- _PROVIDED TEXT_:
________________

Those pain points were already familiar to Mahinda from the personal tragedy that inspired his work. His mother died one night while he was at work and unable to take her call. “When my mother’s cancer went into remission, I noticed after-care got inconsistent and realized how important one phone call can be,” he recalls. This realization was cemented by early professional experiences as an EMT and a patient-access representative. By the time he made it to NYU Tandon’s biomedical engineering program, he was laser focused. “I built Vital Audio at Tandon as part of my thesis work,” Mahinda says. “I’ve been on both sides of the problem and my loss catalyzed my motivation to build.” Mahinda was introduced to his co-founder Sonthalia at NYU’s Future Labs incubator while looking for an expert coder and, between the two of them, the groundwork was laid for Vital Audio to incorporate in 2022 and jump right into the NYU entrepreneurial ecosystem. 

“Each stage of the NYU entrepreneurship pipeline provided something unique in the process of building or developing the product,” says Mahinda. The process kicked off with participation in the Tech Venture Workshop. “We started by really fine-tuning our problem statement,” he recalls. “This means hypothesis formulating, figuring out what needs we were meeting. This helped us build the product strategically from the start instead of taking it to the customer and having to make changes retroactively based on their reaction.” Getting a handle on what problems were being solved also bridged neatly into figuring out who they were being solved for. “Refining the problem statement helped us build the framework for customer discovery. This was where we were introduced to the concept of the initial target customer profile and the importance of honing down on it.”

________________

- _INFORMATION_:
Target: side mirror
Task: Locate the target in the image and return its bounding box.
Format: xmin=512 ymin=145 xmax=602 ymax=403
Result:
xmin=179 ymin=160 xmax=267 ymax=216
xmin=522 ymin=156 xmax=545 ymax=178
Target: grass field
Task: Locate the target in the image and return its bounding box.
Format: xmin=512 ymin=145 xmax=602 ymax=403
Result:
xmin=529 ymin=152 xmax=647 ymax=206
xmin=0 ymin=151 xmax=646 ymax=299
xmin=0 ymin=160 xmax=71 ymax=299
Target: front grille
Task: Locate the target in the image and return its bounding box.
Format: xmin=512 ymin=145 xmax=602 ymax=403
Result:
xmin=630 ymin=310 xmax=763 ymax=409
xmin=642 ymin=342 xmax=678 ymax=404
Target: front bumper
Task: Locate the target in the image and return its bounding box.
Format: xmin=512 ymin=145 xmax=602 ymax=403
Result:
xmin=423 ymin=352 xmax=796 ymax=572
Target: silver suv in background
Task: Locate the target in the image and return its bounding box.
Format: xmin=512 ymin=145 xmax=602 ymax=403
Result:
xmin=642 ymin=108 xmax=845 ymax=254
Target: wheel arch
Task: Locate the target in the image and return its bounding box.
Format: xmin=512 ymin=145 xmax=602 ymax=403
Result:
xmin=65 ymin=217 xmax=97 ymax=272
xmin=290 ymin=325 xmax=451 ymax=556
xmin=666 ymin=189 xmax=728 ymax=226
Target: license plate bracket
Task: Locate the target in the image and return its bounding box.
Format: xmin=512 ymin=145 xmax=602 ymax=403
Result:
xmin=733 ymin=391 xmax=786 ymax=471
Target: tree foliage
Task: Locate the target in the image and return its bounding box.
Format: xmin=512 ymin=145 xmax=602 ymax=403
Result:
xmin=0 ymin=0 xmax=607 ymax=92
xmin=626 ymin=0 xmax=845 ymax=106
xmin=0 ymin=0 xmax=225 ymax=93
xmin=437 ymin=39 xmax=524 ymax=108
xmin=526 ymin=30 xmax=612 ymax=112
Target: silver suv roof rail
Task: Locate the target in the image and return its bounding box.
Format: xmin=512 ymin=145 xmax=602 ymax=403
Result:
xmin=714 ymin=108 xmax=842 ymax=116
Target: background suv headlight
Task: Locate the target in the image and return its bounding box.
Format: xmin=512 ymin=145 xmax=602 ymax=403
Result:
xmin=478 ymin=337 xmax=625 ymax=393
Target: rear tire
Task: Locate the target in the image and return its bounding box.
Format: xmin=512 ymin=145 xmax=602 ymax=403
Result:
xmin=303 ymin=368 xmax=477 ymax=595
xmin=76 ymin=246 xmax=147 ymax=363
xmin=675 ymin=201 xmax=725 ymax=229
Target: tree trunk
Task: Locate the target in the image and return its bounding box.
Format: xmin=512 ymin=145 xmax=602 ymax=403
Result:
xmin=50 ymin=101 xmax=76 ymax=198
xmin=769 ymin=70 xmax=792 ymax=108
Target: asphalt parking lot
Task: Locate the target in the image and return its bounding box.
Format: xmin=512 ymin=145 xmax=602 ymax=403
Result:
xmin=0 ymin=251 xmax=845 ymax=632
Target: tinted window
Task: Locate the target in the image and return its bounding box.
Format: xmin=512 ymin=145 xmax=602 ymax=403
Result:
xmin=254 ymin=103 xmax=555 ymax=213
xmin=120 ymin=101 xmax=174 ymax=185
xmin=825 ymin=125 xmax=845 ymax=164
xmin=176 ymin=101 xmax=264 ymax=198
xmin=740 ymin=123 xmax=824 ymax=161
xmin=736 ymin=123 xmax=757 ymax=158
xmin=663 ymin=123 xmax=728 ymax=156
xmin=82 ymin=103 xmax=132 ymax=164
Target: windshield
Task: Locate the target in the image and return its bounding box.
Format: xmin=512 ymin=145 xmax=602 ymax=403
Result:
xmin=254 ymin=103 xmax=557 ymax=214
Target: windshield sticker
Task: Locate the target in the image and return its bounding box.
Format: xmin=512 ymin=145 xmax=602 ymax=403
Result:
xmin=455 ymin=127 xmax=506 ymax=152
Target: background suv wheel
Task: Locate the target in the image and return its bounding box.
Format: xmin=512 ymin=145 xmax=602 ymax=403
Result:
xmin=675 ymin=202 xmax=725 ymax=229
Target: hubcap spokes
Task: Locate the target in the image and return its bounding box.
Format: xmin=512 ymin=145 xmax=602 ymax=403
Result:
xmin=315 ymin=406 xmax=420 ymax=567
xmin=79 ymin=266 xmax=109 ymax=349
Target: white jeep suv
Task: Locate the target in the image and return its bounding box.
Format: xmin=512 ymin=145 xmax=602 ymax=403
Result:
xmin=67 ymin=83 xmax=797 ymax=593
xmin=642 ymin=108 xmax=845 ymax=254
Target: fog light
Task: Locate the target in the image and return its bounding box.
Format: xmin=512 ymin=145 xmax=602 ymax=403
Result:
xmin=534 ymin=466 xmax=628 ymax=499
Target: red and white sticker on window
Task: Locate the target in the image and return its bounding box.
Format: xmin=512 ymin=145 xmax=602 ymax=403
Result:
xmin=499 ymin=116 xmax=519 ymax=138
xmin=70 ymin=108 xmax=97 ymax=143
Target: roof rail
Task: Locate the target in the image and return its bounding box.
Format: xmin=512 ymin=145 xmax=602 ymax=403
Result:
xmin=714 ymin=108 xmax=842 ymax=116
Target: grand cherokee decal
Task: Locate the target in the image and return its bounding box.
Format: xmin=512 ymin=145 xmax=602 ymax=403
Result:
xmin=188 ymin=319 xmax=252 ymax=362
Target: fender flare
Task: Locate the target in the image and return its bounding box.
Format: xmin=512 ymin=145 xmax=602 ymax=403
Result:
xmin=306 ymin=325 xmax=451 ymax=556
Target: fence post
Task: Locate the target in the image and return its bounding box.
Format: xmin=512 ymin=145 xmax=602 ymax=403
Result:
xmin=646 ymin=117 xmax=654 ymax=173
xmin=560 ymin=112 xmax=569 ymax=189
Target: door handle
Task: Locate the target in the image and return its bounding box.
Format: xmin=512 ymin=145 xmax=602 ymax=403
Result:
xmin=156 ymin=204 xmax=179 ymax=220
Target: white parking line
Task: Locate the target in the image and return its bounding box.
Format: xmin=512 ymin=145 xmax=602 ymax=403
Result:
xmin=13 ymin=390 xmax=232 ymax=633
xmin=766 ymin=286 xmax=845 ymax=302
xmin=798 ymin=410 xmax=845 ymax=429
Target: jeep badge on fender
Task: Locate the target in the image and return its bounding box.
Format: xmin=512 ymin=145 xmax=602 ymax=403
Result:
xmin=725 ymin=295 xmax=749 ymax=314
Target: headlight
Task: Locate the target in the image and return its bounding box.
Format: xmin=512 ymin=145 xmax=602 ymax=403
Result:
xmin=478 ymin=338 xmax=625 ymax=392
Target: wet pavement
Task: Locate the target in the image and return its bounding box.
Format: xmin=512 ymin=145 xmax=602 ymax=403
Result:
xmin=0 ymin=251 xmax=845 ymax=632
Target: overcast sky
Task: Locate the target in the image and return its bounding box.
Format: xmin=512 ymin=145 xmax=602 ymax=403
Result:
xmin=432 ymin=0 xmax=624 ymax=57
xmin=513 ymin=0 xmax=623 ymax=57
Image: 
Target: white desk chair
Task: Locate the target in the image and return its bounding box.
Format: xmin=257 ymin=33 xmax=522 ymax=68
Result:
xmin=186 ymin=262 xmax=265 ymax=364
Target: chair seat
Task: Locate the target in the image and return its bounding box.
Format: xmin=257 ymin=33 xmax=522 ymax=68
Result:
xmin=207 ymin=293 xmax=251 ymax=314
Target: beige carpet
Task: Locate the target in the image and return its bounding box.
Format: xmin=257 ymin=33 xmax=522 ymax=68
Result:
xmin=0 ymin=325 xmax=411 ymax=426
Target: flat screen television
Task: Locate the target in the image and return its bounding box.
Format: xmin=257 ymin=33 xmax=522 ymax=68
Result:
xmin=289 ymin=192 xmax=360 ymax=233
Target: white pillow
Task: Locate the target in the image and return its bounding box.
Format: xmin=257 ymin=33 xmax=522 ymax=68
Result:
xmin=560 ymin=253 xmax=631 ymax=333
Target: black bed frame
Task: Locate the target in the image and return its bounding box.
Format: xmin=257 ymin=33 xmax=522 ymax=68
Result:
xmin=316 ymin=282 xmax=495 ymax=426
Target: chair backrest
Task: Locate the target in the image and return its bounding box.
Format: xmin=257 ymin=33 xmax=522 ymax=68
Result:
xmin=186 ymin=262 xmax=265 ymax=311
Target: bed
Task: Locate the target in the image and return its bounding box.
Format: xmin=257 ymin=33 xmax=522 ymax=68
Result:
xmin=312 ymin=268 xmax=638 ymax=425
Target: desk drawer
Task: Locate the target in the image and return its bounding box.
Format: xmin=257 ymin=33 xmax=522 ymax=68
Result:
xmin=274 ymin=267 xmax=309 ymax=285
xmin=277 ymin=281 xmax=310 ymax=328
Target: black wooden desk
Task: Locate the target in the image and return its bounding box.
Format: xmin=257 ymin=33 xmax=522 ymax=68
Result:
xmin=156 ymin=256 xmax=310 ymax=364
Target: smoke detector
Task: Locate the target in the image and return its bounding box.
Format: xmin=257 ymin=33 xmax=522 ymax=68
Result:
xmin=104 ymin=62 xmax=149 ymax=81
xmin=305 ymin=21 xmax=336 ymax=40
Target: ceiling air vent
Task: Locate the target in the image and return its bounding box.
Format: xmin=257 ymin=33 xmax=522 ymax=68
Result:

________________

- _ACTIVITY LIST_:
1 > Name every NYU program, incubator, or workshop that the passage about the founding of Vital Audio mentions.
2 > Write the next part of the passage about the founding of Vital Audio, picking up after its final sentence.

- _ANSWERS TO THIS EXERCISE_:
1 >
- NYU Tandon's biomedical engineering program
- NYU's Future Labs incubator
- the Tech Venture Workshop

2 >
Honing down on customer discovery was a big priority once Vital Audio leveraged its momentum to earn a spot in the 2023 cohort of the NSF I-Corps program. “Here we did a deep dive into our business model by talking to hundreds of healthcare professionals to figure out what worked and what didn’t about the platform, things like use cases and points of friction,” says Mahinda. “This is where we established the relationships that allowed us to do the initial validation. The main takeaway was that the customer is the center of the building process, the business model and everything else. We have to alleviate pain and meet needs.” Listening to potential customers ended up informing an early and important pivot. “At first, we had focused on primary care but we decided to shift to specialty cardiac and pulmonary care. And we went from targeting physicians as our ideal customer profile to targeting institutions such as entire healthcare systems.” This renewed clarity kickstarted the company’s success as it earned numerous clinical partnerships, including ones with NYU Langone, ZipCare, Tele911 and GoHealth.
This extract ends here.